Therapeutic Areas

Progenra is focused on drug discovery targeting the ubiquitin pathway and related protein modification systems; screening of small-molecule libraries and natural product extract collections has yielded potent inhibitors of ubiquitin pathway therapeutic targets  associated with various diseases including cancer, inflammatory disease, cystic fibrosis, neurodegenerative diseases such as Parkinson's as Alzheimer’s, metabolic diseases, and cardiovascular disease.

Oncology

Oncology

Molecular Oncology targeted cytotoxic therapies

Many tumor promoter and tumor suppressor genes encode ubiquitin pathway enzymes. In many cancers, these enzymes are dysregulated, impacting cancer severity/prognosis. Progenra is working on several molecular oncology targets (DUBs and E3 Ligases) from the ubiquitin pathway; small molecule inhibitors or activators of these targets would selectively increase tumor suppressing or decrease tumor promoting activity.

Immuno-Oncology agents

Progenra has discovered small molecule inhibitors of a DUB that is essential for regulatory immune cells to suppress anti-tumor immune cells. These inhibitors are thus able to reverse immune evasion by unleashing immune effector cells, which then attack the tumor.

Progenra compounds have demonstrated activity not only as single agents, but also as potentiators of antitumor activity of established immune oncology agents when given in combination.

 

Inflammatory Diseases

Inflammatory Diseases

Signaling cascades of inflammatory responses, which constitute a reaction of the immune system to a specific insult, often lead to the release of inflammatory cytokines (i.e. TNF, IL-2, IL-4, IL-17), which in turn activate genes that express proteins responsible for the symptoms of inflammation. Inflammatory signal pathways are regulated at various points by ubiquitin pathway enzymes, such as DUBs and E3 Ligases. These enzymes are promising therapeutic targets for preventing or attenuating inflammation.

- - - - - - -

Tasks:
A – In the therapeutic areas page, which two kinds of ubiquitin pathway enzymes does Progenra name as its molecular oncology targets?
B – Pick up the therapeutic areas page after its last sentence and carry it on.
The rows have nothing to do with this.

[Stored data rows]
- - - - - - -

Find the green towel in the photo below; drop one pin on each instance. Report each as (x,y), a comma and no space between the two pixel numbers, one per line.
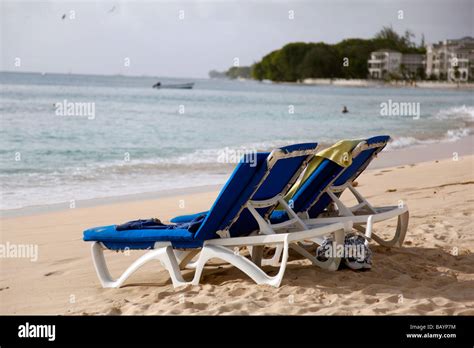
(340,153)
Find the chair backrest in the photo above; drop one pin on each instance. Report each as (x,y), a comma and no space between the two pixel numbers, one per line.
(362,156)
(273,174)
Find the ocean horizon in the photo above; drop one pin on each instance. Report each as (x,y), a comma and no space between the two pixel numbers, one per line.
(130,138)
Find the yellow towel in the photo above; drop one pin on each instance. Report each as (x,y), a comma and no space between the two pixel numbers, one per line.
(339,153)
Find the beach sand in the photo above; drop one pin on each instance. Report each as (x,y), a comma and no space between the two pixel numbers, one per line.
(432,274)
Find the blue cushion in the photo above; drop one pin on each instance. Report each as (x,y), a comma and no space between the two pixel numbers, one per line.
(237,191)
(109,234)
(236,195)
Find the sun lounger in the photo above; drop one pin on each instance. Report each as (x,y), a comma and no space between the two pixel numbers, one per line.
(238,218)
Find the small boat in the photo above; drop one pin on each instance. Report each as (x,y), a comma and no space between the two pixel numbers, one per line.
(188,85)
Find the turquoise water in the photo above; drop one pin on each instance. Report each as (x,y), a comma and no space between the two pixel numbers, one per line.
(142,140)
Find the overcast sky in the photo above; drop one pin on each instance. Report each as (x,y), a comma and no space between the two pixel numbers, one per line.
(151,35)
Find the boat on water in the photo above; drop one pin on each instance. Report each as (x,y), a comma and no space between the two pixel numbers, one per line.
(188,85)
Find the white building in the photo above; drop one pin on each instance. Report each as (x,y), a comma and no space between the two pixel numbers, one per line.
(451,60)
(384,62)
(413,64)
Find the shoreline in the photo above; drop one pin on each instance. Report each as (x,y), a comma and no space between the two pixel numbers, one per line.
(387,158)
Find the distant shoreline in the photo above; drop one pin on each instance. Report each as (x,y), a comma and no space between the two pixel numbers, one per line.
(377,83)
(405,156)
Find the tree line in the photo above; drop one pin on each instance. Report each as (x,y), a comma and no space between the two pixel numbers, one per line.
(346,59)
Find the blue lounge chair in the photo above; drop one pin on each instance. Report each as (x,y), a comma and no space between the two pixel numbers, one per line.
(317,200)
(237,218)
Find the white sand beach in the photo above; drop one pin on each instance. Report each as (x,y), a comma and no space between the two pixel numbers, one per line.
(432,274)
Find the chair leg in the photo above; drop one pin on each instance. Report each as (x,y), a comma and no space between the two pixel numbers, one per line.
(242,263)
(400,233)
(275,260)
(163,254)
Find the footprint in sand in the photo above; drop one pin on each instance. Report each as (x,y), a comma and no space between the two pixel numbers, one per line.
(114,311)
(53,273)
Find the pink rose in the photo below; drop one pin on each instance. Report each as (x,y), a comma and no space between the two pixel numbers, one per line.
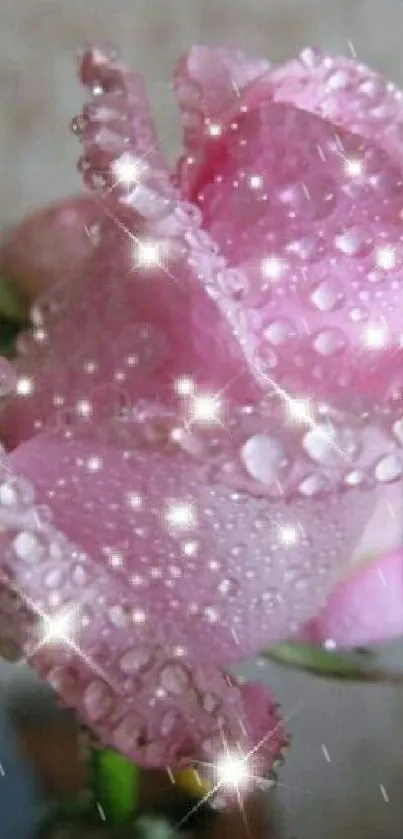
(202,408)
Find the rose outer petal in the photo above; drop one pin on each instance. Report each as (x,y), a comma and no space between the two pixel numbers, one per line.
(227,594)
(50,246)
(92,630)
(367,608)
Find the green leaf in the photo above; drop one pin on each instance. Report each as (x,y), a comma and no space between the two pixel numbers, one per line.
(330,664)
(9,330)
(11,304)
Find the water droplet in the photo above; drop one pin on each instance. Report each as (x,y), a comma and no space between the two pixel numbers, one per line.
(118,616)
(329,342)
(53,578)
(279,332)
(327,296)
(171,720)
(30,546)
(128,734)
(212,614)
(388,469)
(321,200)
(264,458)
(269,598)
(134,660)
(312,485)
(354,241)
(16,492)
(354,478)
(357,314)
(174,678)
(228,587)
(329,445)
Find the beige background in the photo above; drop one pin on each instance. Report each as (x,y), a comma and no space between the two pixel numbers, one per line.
(361,728)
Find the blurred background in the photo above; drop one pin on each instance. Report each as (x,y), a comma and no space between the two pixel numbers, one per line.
(344,774)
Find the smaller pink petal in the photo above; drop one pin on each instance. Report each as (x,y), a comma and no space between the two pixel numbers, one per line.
(365,609)
(50,246)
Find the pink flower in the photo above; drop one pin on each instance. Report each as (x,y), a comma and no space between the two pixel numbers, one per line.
(202,408)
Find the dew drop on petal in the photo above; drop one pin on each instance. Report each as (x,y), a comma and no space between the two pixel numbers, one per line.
(389,469)
(174,678)
(134,660)
(329,342)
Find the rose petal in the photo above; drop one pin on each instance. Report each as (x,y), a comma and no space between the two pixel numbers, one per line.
(343,91)
(208,82)
(320,246)
(130,514)
(367,608)
(89,623)
(50,246)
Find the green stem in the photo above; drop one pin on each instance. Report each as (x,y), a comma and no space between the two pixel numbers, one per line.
(330,664)
(11,304)
(116,785)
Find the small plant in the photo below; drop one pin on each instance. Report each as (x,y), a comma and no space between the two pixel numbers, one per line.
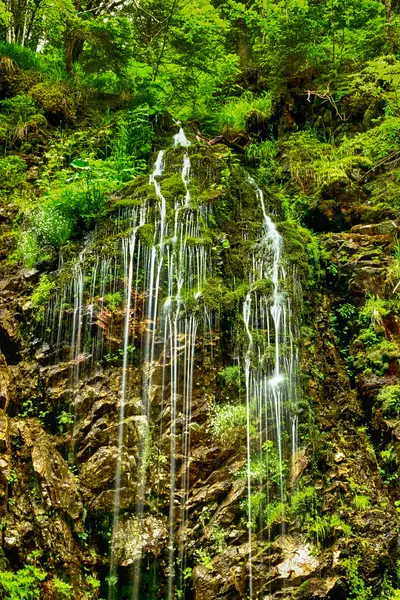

- - - - - - -

Your written answers:
A – DUBs and E3 Ligases.

B –
Progenra has discovered, through high throughput screening, compounds that modulate inflammation-related ubiquitin pathway enzymes. These compounds are currently in various stages of preclinical development

 

Neurological Diseases

Neurodegenerative Diseases

Targeting protein aggregation

Dysfunction in the ubiquitin-proteasome pathway is believed to underly most forms of neurodegenerative disease. In Alzheimer's disease (AD), amyloid beta and tau aggregation in conjunction with defective mitochondria leads to eventual neuronal death. In Parkinson’s Disease (PD) and Lewy body-associated dementia, a protein known as α-synuclein aggregates pathologically and also corresponds with mitochondrial dysfunction.

The formation/removal of protein aggregates is regulated at several steps through the ubiquitin pathway, either directly or via autophagic removal of defective mitochondria (mitophagy). Progenra has initiated drug discovery efforts targeting ubiquitin pathway targets (DUBs and E3 ligases) that regulate pathogenic aggregation.

Improving synaptic activity

The ubiquitin proteasome pathway is also a promising source of new drugs to treat a variety of diseases characterized by abnormal synaptic activity leading to cognitive impairment, a component of neurodegenerative diseases. Alteration of various DUBs affects synaptic activity and downstream physiology by increasing the neurotransmitter receptor density. By modulating the activity of select DUBs with small molecules, we hope to increase the post-synaptic membrane density of neurotransmitter receptors, thereby introducing a completely new class of drug to treat neurological disorders such as various forms of anxiety and seizures.

Cystic Fibrosis

Cystic Fibrosis

Cystic Fibroris (CF) is the result of a mutant CFTR protein, responsible for poor chloride transport. CFTRΔF508, a single-residue deletion mutant, accounts for the large majority of CF cases. CFTRΔF508 is partially misfolded, and so, in the endoplasmic reticulum (ER), it is targeted for degradation by the ERAD system and does not reach the cell surface to allow chloride transport (although the protein is partially functional).

A goal in CF drug discovery is to preserve and properly localize mutant CFTR protein to the cell surface. Currently, approved drugs that accomplish this to have some effect on chloride transport but do not improve lung function as single agents. Progenra is working on developing a ubiquitin pathway ligase modifying drug that prevents degradation of misfolded mutated CFTR, providing increased numbers of these molecules for ion transport. Such a drug could augment the efficacy of currently approved treatments and significantly improve patient outcomes.